## Work required
Pull from the records below, word for word, every line from the one that contains "the white cloud" through the last line of the records.

## Begin Dataset extract

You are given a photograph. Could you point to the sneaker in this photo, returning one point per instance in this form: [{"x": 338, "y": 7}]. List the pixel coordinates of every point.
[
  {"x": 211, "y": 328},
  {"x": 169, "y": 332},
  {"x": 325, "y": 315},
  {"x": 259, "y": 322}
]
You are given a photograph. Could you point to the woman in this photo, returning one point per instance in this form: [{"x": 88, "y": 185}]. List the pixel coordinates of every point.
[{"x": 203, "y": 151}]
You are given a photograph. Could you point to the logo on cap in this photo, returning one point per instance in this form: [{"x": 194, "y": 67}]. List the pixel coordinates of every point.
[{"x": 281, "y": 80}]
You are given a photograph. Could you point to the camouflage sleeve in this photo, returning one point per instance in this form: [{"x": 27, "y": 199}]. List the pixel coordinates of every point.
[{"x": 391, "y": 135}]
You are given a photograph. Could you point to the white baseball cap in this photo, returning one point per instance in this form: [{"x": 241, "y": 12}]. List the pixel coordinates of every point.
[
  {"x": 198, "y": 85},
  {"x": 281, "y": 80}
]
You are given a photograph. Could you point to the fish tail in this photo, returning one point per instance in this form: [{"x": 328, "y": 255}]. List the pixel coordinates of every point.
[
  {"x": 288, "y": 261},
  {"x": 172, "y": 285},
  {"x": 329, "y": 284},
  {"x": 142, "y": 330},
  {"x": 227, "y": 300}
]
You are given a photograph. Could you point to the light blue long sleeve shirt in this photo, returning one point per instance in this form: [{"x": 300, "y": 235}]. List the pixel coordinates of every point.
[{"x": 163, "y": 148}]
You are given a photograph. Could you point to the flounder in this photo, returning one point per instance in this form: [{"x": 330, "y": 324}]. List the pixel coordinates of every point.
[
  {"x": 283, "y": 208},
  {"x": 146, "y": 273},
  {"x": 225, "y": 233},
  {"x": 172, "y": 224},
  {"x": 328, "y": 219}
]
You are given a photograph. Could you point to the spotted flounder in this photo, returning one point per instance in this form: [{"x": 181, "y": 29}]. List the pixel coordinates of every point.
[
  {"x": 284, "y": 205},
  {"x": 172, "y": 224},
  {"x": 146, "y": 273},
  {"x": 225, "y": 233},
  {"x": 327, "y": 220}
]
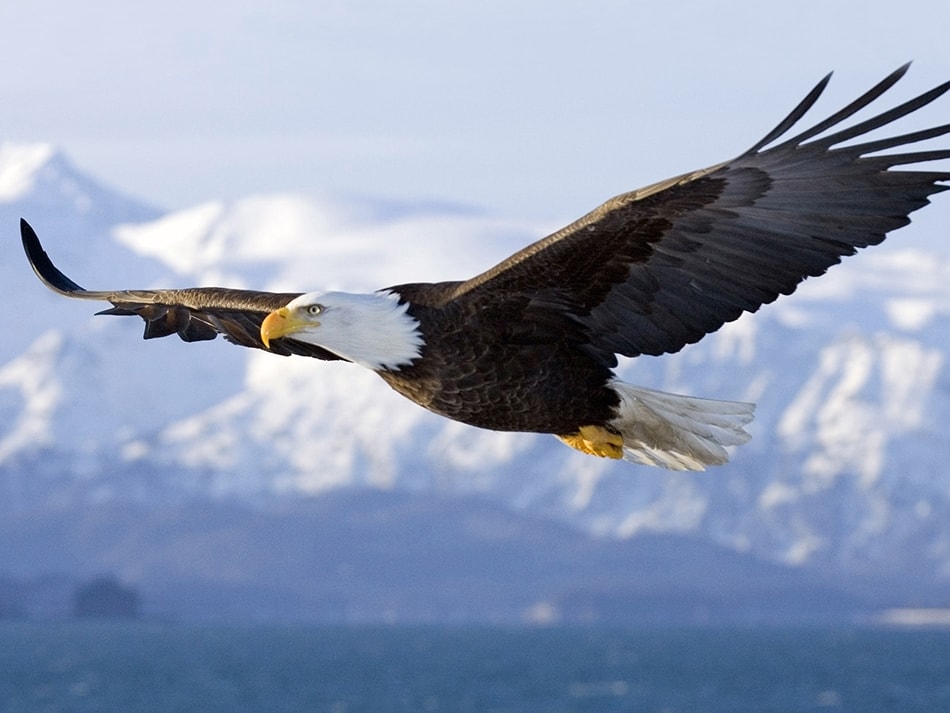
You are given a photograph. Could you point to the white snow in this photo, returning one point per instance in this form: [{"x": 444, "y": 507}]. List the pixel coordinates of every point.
[{"x": 850, "y": 375}]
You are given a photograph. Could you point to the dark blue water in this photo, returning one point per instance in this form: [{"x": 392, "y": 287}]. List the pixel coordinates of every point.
[{"x": 134, "y": 668}]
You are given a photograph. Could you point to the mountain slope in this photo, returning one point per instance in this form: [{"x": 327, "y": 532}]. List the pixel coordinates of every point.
[{"x": 846, "y": 472}]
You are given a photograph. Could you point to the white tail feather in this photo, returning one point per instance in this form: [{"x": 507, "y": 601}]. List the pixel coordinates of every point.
[{"x": 678, "y": 432}]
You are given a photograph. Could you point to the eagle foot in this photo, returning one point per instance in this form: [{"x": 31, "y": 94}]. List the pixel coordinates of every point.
[{"x": 596, "y": 441}]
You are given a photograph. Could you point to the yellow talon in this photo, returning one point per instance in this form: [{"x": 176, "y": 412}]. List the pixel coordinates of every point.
[{"x": 596, "y": 441}]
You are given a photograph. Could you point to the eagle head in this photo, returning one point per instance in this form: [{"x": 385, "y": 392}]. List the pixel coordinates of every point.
[{"x": 374, "y": 330}]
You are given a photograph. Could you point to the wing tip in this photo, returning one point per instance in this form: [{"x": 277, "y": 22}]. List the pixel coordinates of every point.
[{"x": 44, "y": 268}]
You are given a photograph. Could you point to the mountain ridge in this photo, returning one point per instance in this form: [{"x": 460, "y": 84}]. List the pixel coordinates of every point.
[{"x": 846, "y": 472}]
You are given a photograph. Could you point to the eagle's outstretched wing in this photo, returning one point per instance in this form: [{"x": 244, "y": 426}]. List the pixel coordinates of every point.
[
  {"x": 655, "y": 269},
  {"x": 194, "y": 314}
]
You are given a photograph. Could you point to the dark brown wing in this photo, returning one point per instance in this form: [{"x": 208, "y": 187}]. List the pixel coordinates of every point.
[
  {"x": 653, "y": 270},
  {"x": 194, "y": 314}
]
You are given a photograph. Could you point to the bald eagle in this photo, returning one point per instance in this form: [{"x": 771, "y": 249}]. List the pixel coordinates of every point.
[{"x": 532, "y": 343}]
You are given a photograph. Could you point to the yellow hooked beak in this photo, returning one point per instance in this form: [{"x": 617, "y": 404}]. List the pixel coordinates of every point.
[{"x": 281, "y": 323}]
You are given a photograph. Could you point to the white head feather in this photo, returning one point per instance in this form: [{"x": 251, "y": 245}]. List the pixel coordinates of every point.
[{"x": 373, "y": 330}]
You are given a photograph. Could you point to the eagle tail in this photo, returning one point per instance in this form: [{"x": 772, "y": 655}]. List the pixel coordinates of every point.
[{"x": 677, "y": 432}]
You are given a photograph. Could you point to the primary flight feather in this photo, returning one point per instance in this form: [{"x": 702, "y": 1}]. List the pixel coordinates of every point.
[{"x": 531, "y": 344}]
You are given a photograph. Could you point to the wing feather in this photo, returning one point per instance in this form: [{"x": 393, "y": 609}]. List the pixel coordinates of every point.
[
  {"x": 655, "y": 269},
  {"x": 194, "y": 314}
]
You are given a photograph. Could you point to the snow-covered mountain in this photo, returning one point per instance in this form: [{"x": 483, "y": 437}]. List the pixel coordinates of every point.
[{"x": 847, "y": 470}]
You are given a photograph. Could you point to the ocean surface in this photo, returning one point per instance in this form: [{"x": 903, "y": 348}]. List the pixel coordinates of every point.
[{"x": 149, "y": 667}]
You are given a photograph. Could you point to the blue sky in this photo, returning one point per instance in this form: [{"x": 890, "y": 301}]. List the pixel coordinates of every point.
[{"x": 527, "y": 108}]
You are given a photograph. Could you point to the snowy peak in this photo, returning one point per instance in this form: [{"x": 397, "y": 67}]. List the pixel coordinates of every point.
[
  {"x": 850, "y": 375},
  {"x": 22, "y": 167}
]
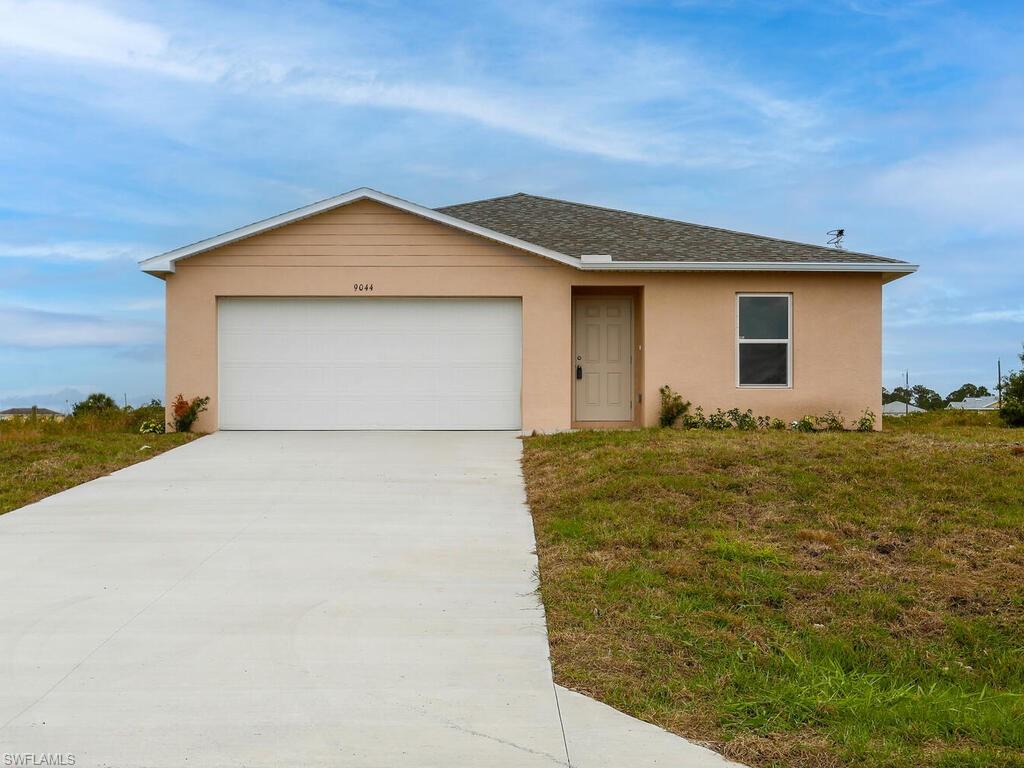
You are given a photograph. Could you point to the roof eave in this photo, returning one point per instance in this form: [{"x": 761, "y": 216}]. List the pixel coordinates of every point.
[{"x": 164, "y": 263}]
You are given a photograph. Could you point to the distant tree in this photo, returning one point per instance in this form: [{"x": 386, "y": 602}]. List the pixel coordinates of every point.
[
  {"x": 967, "y": 390},
  {"x": 927, "y": 398},
  {"x": 94, "y": 402},
  {"x": 1012, "y": 412}
]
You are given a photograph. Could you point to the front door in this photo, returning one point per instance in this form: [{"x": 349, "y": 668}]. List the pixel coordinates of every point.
[{"x": 602, "y": 358}]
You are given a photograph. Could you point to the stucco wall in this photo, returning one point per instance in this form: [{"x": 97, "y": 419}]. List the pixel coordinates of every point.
[{"x": 688, "y": 317}]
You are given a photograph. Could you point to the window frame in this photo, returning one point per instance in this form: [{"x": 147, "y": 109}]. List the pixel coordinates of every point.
[{"x": 787, "y": 341}]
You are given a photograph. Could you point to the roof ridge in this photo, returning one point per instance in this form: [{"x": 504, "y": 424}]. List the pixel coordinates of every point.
[
  {"x": 488, "y": 200},
  {"x": 687, "y": 223}
]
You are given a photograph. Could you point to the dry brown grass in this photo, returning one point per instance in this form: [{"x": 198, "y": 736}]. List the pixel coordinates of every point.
[{"x": 796, "y": 599}]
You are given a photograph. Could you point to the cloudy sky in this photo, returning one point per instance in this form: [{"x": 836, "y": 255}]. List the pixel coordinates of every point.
[{"x": 130, "y": 128}]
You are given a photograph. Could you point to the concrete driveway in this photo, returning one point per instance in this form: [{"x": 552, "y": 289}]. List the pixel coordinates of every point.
[{"x": 316, "y": 598}]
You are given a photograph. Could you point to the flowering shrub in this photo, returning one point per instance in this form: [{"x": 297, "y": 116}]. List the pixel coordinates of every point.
[
  {"x": 866, "y": 421},
  {"x": 185, "y": 413},
  {"x": 673, "y": 406}
]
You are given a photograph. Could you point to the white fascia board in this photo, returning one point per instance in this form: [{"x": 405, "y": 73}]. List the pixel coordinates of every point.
[
  {"x": 749, "y": 266},
  {"x": 165, "y": 261}
]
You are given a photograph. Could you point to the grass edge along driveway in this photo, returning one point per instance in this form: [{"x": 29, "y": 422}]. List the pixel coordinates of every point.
[
  {"x": 37, "y": 463},
  {"x": 830, "y": 599}
]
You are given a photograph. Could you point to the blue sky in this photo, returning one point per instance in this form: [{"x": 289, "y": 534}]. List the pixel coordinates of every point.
[{"x": 127, "y": 129}]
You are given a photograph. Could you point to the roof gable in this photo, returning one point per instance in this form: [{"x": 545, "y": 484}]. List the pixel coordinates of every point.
[{"x": 165, "y": 261}]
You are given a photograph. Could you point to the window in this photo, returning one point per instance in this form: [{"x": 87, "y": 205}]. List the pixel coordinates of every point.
[{"x": 764, "y": 343}]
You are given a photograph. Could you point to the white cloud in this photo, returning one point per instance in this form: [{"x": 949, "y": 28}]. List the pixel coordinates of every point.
[
  {"x": 74, "y": 251},
  {"x": 29, "y": 327},
  {"x": 588, "y": 102},
  {"x": 80, "y": 31}
]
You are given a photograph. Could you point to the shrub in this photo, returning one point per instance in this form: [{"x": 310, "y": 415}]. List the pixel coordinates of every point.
[
  {"x": 185, "y": 413},
  {"x": 866, "y": 421},
  {"x": 95, "y": 402},
  {"x": 696, "y": 420},
  {"x": 742, "y": 419},
  {"x": 718, "y": 420},
  {"x": 830, "y": 422},
  {"x": 152, "y": 426},
  {"x": 673, "y": 407}
]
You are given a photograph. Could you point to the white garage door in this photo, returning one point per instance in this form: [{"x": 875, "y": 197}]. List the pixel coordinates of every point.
[{"x": 370, "y": 364}]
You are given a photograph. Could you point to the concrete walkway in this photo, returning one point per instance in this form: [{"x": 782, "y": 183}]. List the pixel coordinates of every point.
[{"x": 311, "y": 599}]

## End Dataset extract

## Written answer
You are given a photograph. Could you point to the white cloud in this photo, returning one point per instance in this form: [{"x": 949, "y": 28}]. List the pixel coordinates of every point.
[
  {"x": 74, "y": 251},
  {"x": 29, "y": 327},
  {"x": 588, "y": 102},
  {"x": 80, "y": 31}
]
You are given a photograph. Could you point to the shrub in this photo, returning one point per instance in this form: [{"x": 310, "y": 415}]. List the pixel coordinates of every point.
[
  {"x": 185, "y": 413},
  {"x": 866, "y": 421},
  {"x": 95, "y": 402},
  {"x": 696, "y": 420},
  {"x": 742, "y": 419},
  {"x": 718, "y": 420},
  {"x": 830, "y": 422},
  {"x": 152, "y": 426},
  {"x": 673, "y": 407}
]
You are given a photograph. Could you point to the white garage door in this photo, returning one point per instance in this form: [{"x": 875, "y": 197}]. List the pixel coordinates of every point.
[{"x": 370, "y": 364}]
You are given a photograph. Could you point to the concrete walkway in this photo, returning one point per instance in this form: [{"x": 782, "y": 183}]. List the pixel coordinates of every point.
[{"x": 311, "y": 599}]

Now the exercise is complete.